PROBLEM TO SOLVE:
Answer these questions using the article on the Tea Party's 30th anniversary, giving each answer on its own numbered line.
1. On what date was the Tea Party born?
2. Who is credited with the photography?
3. What name did Jeff Martin and Jeff Burrows use when they performed as a duo?

SUPPLIED PASSAGE:
BEGIN
Celebrating 30 Years of Rock and Roll
Story by Stuart Chatwood
Photography by Francesca Ludikar
Thirty years ago, on June 29th, 1990 the Tea Party was born at The Coach and Horses in Windsor, Ontario.
A long time ago—in fact Easter 1990 to be exact—Jeff Martin and myself took a break from our jobs in Toronto and returned to Windsor where we went out for drinks with Jeff Burrows. We ended up grabbing a few pints at The Coach and Horses on a Saturday night, where the venue was in need of patrons.
The manager of the pub asked Jeff Martin and Jeff Burrows if they were interested in performing again as a duo, like they had a few years back (imaginatively entitled B&M Blues). As the three of us were sitting there having a good time, we thought, “Why not go beyond a duo, and form a band for fun?”
END
SUPPLIED INFORMATION:
BEGIN
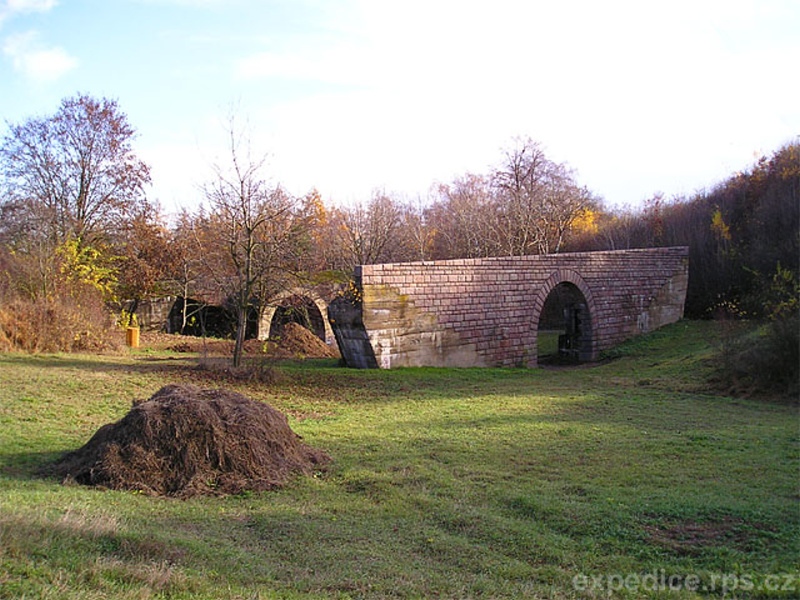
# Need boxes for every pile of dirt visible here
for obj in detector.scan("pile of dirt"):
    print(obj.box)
[50,385,330,498]
[141,323,340,359]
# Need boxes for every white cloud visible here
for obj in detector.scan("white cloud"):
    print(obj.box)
[3,31,78,83]
[0,0,58,26]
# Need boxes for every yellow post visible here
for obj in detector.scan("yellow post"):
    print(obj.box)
[125,327,139,348]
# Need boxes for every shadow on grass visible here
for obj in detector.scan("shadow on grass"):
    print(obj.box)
[0,448,70,481]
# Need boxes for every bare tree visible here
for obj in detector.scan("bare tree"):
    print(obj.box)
[332,192,403,269]
[0,95,150,246]
[428,173,498,259]
[492,139,596,255]
[197,117,303,366]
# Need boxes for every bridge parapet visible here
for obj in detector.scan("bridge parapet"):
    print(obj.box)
[329,247,689,368]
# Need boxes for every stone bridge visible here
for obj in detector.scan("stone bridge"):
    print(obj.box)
[328,247,689,368]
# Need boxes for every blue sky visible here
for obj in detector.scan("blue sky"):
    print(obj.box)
[0,0,800,216]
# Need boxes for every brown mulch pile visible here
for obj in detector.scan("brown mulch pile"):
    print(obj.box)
[267,323,339,358]
[48,385,330,498]
[141,323,340,359]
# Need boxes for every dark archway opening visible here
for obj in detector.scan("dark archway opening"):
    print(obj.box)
[269,294,325,340]
[537,282,592,365]
[166,297,258,339]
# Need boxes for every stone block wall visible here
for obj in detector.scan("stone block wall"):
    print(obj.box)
[329,247,689,368]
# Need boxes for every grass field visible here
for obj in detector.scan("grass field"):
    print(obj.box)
[0,322,800,599]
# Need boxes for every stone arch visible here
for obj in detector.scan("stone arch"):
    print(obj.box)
[258,290,335,344]
[531,269,597,362]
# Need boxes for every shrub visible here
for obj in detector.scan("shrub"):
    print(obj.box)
[718,313,800,401]
[0,290,119,352]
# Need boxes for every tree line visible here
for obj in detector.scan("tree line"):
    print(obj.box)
[0,95,800,368]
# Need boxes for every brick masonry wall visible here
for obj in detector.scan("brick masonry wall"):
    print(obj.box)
[334,247,689,368]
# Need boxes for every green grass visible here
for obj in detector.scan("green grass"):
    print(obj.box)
[0,322,800,599]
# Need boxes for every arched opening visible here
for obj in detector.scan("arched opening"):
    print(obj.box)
[537,282,592,365]
[269,294,325,341]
END
ANSWER:
1. June 29th, 1990
2. Francesca Ludikar
3. B&M Blues